▶ [What is being asked]:
Update every record by replacing "sandy shore" with "beach" and keeping everything else the same. Leave the pictures out of your answer.

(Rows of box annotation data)
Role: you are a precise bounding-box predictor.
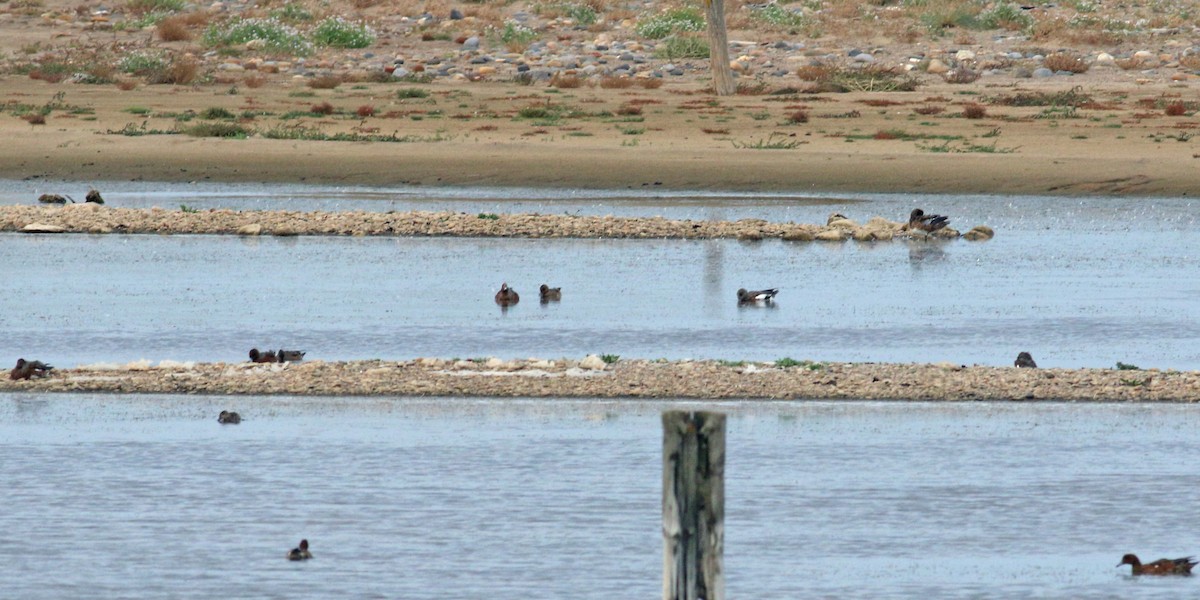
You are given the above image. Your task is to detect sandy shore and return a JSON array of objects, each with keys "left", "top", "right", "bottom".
[
  {"left": 0, "top": 356, "right": 1200, "bottom": 402},
  {"left": 0, "top": 203, "right": 992, "bottom": 241}
]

▶ [Exercise result]:
Role: you are a precise bounding-box predictor.
You are given the above image. Your task is to detect beach and return a JSON array of objects, each with keys "left", "top", "right", "bottom".
[
  {"left": 0, "top": 356, "right": 1200, "bottom": 402},
  {"left": 0, "top": 203, "right": 992, "bottom": 241}
]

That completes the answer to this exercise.